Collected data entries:
•••••

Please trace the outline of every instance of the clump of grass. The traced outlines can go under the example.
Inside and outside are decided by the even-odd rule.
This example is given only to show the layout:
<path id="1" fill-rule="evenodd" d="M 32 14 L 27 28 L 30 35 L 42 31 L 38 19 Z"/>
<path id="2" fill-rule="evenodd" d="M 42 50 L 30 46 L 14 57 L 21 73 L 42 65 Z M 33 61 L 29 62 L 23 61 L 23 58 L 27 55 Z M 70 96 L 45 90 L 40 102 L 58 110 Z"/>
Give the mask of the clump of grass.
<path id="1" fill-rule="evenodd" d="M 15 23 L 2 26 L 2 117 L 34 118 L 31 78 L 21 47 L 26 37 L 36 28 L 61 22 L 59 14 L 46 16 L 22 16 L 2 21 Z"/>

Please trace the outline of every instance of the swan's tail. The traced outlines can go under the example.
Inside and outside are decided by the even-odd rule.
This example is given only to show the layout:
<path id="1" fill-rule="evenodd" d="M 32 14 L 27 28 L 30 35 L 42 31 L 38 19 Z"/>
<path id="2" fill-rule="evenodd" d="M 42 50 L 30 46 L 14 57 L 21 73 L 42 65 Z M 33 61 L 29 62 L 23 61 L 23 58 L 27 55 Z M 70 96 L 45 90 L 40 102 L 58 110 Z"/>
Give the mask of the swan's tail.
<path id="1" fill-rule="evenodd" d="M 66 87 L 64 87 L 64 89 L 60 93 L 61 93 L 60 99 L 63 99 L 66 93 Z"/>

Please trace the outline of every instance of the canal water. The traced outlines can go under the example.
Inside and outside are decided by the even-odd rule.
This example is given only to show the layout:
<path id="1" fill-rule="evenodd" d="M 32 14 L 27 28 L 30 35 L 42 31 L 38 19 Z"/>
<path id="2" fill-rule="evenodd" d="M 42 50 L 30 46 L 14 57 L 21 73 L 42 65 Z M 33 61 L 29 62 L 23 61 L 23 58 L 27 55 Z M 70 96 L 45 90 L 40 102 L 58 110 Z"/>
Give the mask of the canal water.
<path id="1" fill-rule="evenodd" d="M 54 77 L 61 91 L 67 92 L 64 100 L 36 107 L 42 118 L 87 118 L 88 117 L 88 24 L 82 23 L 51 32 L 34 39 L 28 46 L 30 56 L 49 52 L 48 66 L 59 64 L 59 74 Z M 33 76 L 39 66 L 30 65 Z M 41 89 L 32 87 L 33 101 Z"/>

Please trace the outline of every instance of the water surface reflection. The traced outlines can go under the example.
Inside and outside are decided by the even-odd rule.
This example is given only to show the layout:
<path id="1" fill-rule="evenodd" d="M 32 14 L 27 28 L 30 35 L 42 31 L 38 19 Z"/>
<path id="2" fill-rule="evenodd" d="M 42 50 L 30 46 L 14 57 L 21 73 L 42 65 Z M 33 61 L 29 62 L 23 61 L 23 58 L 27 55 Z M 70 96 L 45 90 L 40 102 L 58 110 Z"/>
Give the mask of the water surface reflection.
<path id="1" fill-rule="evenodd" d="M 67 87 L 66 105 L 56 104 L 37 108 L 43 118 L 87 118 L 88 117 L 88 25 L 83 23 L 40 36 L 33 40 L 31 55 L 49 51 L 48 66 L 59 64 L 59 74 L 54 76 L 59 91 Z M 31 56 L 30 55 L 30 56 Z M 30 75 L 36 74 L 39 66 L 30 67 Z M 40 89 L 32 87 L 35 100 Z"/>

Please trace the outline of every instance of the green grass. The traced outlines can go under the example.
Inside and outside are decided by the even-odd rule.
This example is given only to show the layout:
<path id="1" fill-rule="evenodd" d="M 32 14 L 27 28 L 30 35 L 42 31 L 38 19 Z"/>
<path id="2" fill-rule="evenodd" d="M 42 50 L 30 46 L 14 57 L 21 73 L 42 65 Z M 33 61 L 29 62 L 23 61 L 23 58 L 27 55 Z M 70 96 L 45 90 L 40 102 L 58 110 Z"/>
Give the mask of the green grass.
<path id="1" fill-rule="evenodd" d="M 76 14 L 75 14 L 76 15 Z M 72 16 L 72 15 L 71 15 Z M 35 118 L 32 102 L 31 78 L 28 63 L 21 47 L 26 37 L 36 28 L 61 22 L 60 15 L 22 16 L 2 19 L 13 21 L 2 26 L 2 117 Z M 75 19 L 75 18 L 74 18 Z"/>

•••••

> _AIM OF THE TASK_: In the listing above, rewrite the lines from the one holding "Please trace the outline of every instance of the water" through the one holding "Give the mask of the water", inclusive, as a numbered list, omitting any blank lines.

> _THE RESPONSE_:
1. Please trace the outline of every instance of the water surface reflection. The traced outlines can go under the example.
2. Inside and outside are decided by the even-odd rule.
3. This example is given only to show the layout:
4. <path id="1" fill-rule="evenodd" d="M 32 14 L 27 28 L 30 35 L 42 31 L 38 19 Z"/>
5. <path id="2" fill-rule="evenodd" d="M 42 50 L 30 46 L 14 57 L 21 73 L 42 65 Z M 33 61 L 29 62 L 23 61 L 23 58 L 27 55 Z M 70 96 L 45 90 L 40 102 L 58 110 Z"/>
6. Give the mask of the water surface reflection.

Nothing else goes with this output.